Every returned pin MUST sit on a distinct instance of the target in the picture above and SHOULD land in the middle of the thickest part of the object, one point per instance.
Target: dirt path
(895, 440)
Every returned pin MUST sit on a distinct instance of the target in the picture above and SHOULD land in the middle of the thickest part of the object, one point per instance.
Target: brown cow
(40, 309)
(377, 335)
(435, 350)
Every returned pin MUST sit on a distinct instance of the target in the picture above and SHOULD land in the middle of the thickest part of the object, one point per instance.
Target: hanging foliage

— WORK TO COMPLETE —
Copy every entry exactly.

— REPLY TO THE TASK —
Every returned pin MUST sit on a distinct instance of the target in the picture above and SHOULD land in the middle of the thickest part of the object, one point per instance.
Target: dirt path
(895, 440)
Every returned pin MUST sit on a distinct instance of the target in the picture above and SHOULD land in the middle of the thickest part of the object, one point per instance.
Target: brown cow
(40, 309)
(377, 335)
(435, 350)
Every returned pin MUST sit on a distinct instance of the target in the picture above and SHOULD land in the middle of the thickest part of the object, one point per instance.
Target: hanging foliage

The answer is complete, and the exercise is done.